═══ EXCERPTED TEXT ═══

The general stores at Newboro and Bedford Mills were owned by the sawmill Tetts and credit accounts functioned like the community bank. Earnings at the sawmill could be credited against the account, purchases debited against it, and even payments to third parties made through it. On March 9th, 1848, William's running tab at Tett's general store was used to pay Dr. Bresee fifteen shillings ($3.00).

During the time of William and Jane's marriage, the Wyatts lived beside the Whitmarshes on lot six in the tenth concession of North Crosby Township, a couple of miles north of the tiny community of Bedford Mills. When William was born about 1824 neither Newboro nor Bedford Mills existed, and the population of all of North Crosby Township was but a few dozen. This makes it quite unlikely William was born there.

Settlement came to North Crosby in 1826 when construction began on the Rideau Canal between Kingston and Ottawa. Newboro marks the highest point of land on the waterway, and the location of the locks and canal connecting the Ottawa River and Lake Ontario watersheds. Newboro was the township's principal town for many years, until eclipsed by Westport at the end of the 19th Century.

Bedford Mills, Ontario, before 1900
Bedford Mills before 1900. Of all the buildings in this photo, only the grist mill (on the right at the water's edge) still stands. (Westport Museum)

Bedford Mills began about 1830 when Benjamin Tett, drawn to North Crosby by the construction of the Rideau Canal at Newboro, saw opportunity in the region's seemingly unlimited forests, the waterpower of Buttermilk Falls, and the access to markets afforded by the new canal. He and his partners the Chaffey brothers built a sawmill at the base of the falls on the shore of Newboro (Loon) Lake. This location was in Bedford Township, Frontenac County, a few hundred yards west of the North Crosby boundary, and acquired the name Bedford Mills when a post office was built in 1835. The community that grew up around the sawmill, grist mill, boarding house, and general store (all Tett businesses) was never very large. At its peak perhaps a couple dozen people lived in the village itself, with others like the Wyatts settled nearby in the rocky, wooded countryside. The community went into decline shortly after 1900 and today only the grist mill, now a private home, and St. Stephen's Anglican church, built in 1907, remain in town. The surrounding district is popular cottage country, and the woods and lake shores are dotted with weekend homes. It's quite likely that on a summer Saturday night more people “live” at Bedford Mills today than ever did when it was a thriving village.

═══ INFORMATION SUPPLIED ═══

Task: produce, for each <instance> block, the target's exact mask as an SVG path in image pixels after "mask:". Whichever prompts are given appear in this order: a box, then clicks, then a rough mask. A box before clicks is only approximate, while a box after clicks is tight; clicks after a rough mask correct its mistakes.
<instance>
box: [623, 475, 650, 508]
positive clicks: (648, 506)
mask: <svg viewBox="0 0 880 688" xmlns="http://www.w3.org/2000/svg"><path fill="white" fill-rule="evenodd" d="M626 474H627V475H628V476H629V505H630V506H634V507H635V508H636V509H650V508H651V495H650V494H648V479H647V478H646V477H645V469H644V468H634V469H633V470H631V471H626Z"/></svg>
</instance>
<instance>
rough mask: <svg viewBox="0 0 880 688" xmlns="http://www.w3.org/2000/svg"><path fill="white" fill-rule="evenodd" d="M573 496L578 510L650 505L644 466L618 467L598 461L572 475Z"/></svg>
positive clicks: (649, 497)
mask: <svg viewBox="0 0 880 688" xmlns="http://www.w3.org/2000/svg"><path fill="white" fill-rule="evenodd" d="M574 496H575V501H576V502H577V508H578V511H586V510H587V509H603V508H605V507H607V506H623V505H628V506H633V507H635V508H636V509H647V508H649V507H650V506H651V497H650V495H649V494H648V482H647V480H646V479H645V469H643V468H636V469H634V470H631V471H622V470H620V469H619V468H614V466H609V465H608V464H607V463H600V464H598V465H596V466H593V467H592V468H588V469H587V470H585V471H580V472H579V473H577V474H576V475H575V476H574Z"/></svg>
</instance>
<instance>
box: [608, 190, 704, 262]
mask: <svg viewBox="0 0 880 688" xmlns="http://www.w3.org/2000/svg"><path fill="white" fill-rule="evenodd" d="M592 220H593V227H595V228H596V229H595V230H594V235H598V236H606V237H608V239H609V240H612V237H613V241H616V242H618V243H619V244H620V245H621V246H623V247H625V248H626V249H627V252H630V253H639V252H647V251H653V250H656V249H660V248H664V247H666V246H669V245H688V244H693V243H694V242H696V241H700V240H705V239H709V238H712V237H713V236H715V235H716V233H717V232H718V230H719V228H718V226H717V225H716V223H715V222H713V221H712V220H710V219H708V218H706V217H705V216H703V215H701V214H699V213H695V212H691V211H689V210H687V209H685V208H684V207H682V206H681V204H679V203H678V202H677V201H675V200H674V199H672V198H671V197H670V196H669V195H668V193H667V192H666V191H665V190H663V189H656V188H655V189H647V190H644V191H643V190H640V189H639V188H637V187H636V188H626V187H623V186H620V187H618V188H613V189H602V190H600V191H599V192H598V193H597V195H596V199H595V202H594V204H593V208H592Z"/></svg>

═══

*TO DO*
Reproduce the passage of the Bedford Mills text between "During the time" and "the 19th Century.", inclusive.

*THE COMPLETED TASK*
During the time of William and Jane's marriage, the Wyatts lived beside the Whitmarshes on lot six in the tenth concession of North Crosby Township, a couple of miles north of the tiny community of Bedford Mills. When William was born about 1824 neither Newboro nor Bedford Mills existed, and the population of all of North Crosby Township was but a few dozen. This makes it quite unlikely William was born there.

Settlement came to North Crosby in 1826 when construction began on the Rideau Canal between Kingston and Ottawa. Newboro marks the highest point of land on the waterway, and the location of the locks and canal connecting the Ottawa River and Lake Ontario watersheds. Newboro was the township's principal town for many years, until eclipsed by Westport at the end of the 19th Century.